*ОТРЫВОК*.
Нет ничего удивительного в том, что вопрос ГМО с самого начала вызывал не просто страх — но политическое сопротивление. Не технология пугала, а перспектива новой зависимости: от корпораций, от патентов, от непрозрачных биотехнологических цепочек. Monsanto стала символом не потому, что ее продукты вредны, а потому, что она олицетворяла переход от крестьянской земли к химическому патенту, от живой природы — к цифровой биоинформации.
И всё же этот страх оказался слишком простым. ГМО — это не просто влияние корпораций. Это поле конкуренции, в котором государства, транснациональные игроки, открытые сообщества и даже малые фермеры могут занять свое место. Переход от трансгенеза к редактированию генов (CRISPR) открывает дверь демократизации технологии. Если раньше речь шла о миллионах долларов за создание одной линии кукурузы, то теперь модификация доступна в университетской лаборатории. Биополитика становится распределенной. Не исчезает, но теряет монопольный центр.
Контроль, основанный на патентах, тоже трансформируется. Появляется биоинформационное оружие мягкой силы: не запретить, а стандартизировать. Не регулировать, а сертифицировать. Но в этой новой модели остается ключевой вопрос: кто определяет, какие свойства растения допустимы, какие модификации «этичны», какие — нет? Как всегда в биополитике, мораль становится формой технической селекции.

*ИСХОДНЫЙ МАТЕРИАЛ*.
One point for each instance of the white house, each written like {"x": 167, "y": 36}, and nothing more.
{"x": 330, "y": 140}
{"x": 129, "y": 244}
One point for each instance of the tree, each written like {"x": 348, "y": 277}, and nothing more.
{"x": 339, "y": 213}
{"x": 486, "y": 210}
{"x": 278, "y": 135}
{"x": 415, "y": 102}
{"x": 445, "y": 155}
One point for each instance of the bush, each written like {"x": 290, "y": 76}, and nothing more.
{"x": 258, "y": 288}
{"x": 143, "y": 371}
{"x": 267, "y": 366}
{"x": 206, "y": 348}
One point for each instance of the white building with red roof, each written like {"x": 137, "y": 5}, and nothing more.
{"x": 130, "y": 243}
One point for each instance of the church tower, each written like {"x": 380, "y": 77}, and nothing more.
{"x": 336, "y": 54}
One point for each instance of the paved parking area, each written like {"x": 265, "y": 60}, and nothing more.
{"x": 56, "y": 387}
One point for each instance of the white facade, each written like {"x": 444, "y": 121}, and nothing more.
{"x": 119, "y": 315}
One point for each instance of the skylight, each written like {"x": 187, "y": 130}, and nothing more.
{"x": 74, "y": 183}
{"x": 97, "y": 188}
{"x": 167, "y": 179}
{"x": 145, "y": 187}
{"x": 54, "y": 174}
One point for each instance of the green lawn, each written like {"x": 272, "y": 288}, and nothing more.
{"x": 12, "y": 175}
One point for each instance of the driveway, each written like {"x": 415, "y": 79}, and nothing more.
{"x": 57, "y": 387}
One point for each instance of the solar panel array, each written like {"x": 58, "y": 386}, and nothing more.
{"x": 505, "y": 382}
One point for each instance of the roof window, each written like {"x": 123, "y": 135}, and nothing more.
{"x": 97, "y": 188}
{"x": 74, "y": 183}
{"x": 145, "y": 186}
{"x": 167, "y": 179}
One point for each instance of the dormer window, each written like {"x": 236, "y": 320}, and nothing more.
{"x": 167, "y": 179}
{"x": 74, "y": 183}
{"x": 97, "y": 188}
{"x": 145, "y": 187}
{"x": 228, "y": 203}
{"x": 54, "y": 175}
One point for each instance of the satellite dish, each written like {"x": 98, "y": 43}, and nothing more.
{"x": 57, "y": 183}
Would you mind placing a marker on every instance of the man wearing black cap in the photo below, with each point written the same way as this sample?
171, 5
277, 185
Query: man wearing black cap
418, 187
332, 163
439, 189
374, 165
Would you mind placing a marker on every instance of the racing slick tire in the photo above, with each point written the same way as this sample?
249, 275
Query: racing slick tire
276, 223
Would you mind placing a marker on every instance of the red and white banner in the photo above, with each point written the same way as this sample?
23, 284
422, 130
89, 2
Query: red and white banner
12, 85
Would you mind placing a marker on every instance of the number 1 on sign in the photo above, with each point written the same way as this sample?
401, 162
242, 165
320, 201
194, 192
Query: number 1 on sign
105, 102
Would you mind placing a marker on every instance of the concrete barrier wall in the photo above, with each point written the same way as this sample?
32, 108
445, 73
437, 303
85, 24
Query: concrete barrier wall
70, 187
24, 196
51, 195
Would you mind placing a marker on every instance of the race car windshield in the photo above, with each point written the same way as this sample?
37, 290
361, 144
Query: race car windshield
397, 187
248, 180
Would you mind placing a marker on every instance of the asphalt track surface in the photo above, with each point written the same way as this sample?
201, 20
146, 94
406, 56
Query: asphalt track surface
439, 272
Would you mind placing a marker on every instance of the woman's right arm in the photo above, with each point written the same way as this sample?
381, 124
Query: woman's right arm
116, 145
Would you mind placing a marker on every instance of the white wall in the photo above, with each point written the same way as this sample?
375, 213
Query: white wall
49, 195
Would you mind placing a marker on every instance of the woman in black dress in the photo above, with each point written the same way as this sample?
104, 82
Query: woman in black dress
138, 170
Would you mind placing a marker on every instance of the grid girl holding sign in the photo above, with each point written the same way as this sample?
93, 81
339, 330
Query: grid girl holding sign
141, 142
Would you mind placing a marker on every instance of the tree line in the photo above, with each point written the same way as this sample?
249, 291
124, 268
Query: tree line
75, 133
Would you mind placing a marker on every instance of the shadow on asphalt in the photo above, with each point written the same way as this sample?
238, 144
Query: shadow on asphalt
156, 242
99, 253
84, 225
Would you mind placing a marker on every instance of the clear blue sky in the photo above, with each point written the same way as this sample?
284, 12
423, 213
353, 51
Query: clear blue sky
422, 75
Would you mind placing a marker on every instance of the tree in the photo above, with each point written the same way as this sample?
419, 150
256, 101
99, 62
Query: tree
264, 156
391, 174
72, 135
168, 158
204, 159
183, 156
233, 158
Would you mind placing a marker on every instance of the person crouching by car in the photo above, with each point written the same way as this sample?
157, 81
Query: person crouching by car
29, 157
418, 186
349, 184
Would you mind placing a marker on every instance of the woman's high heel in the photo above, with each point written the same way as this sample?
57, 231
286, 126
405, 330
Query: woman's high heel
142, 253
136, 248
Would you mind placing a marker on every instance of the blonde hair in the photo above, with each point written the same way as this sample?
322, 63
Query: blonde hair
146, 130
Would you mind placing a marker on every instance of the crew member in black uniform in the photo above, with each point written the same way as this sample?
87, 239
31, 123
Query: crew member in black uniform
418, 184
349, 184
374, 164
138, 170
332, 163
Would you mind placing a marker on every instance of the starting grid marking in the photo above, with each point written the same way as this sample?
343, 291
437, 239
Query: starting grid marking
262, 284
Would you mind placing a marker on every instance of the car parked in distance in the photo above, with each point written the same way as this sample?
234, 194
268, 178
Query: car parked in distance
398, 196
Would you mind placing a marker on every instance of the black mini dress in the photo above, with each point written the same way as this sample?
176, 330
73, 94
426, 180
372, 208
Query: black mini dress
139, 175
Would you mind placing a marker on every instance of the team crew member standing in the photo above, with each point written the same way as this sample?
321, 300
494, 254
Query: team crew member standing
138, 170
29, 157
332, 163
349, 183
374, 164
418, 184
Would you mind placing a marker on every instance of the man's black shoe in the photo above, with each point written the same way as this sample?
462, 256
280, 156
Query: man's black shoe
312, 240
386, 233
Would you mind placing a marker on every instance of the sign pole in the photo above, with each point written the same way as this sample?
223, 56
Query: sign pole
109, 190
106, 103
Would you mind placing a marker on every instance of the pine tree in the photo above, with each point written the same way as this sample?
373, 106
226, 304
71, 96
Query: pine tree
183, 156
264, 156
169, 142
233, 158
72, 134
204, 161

*ИЗУЧИТЕ МАТЕРИАЛ*.
1. Что, согласно отрывку о ГМО, открывает переход от трансгенеза к редактированию генов (CRISPR)?
2. Повторите из отрывка о ГМО участок от «И всё же этот» до «теряет монопольный центр.» включительно.
3. Переведите на английский предложение из отрывка о ГМО: «Контроль, основанный на патентах, тоже трансформируется».

*ОТВЕТЫ*.
1. Дверь демократизации технологии.

2.
И всё же этот страх оказался слишком простым. ГМО — это не просто влияние корпораций. Это поле конкуренции, в котором государства, транснациональные игроки, открытые сообщества и даже малые фермеры могут занять свое место. Переход от трансгенеза к редактированию генов (CRISPR) открывает дверь демократизации технологии. Если раньше речь шла о миллионах долларов за создание одной линии кукурузы, то теперь модификация доступна в университетской лаборатории. Биополитика становится распределенной. Не исчезает, но теряет монопольный центр.

3. Control based on patents is also being transformed.